:: Job ::
Show every line in the entries below that contains the word "tights".

───── Given data

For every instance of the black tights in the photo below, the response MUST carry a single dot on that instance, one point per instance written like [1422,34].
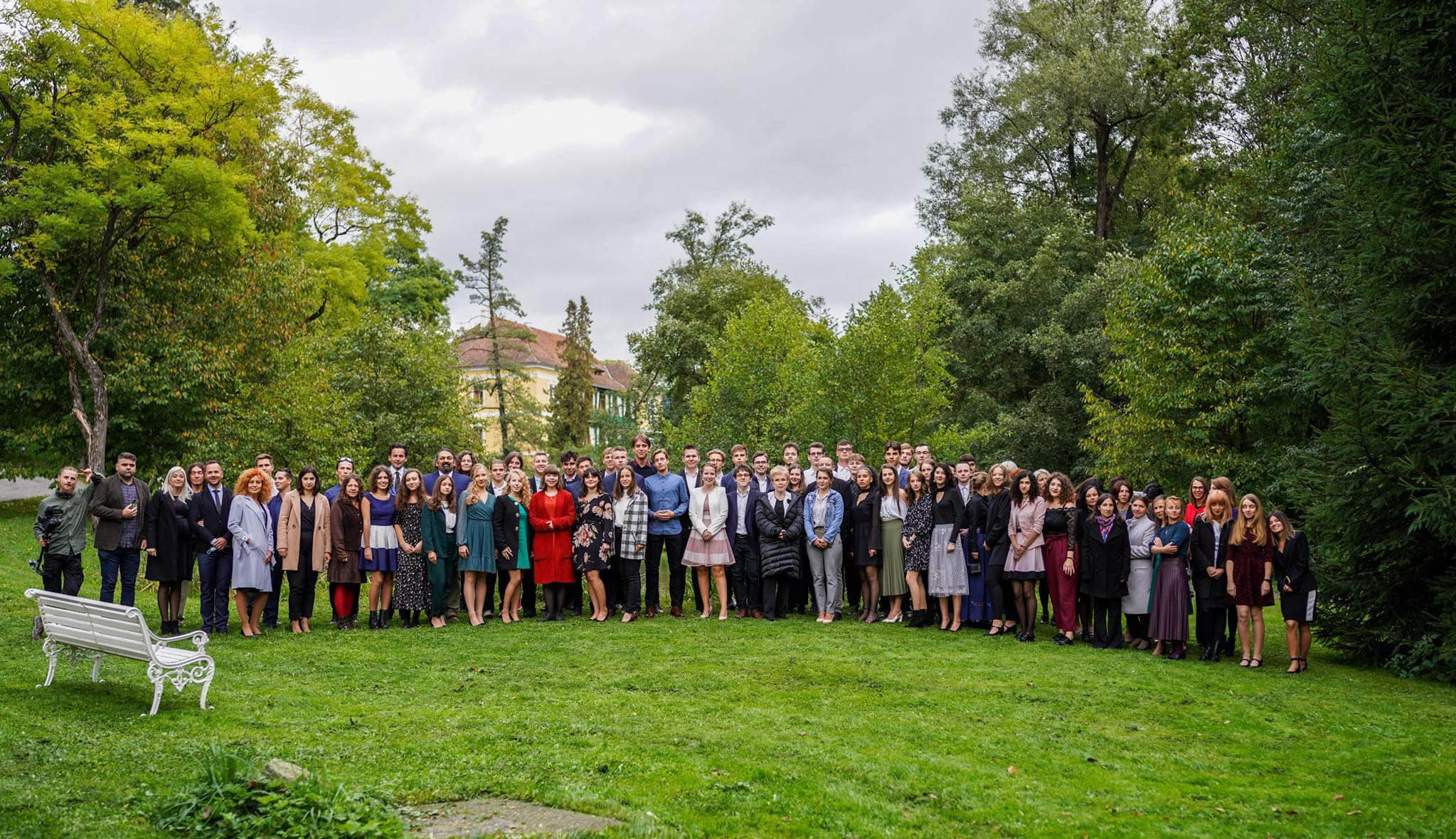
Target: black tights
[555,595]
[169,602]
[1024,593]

──────────

:: Response to the task ::
For every instance of the black tights in the photo below, the response MUST carry a single dot on that instance, one point per instance written like [1422,34].
Target: black tights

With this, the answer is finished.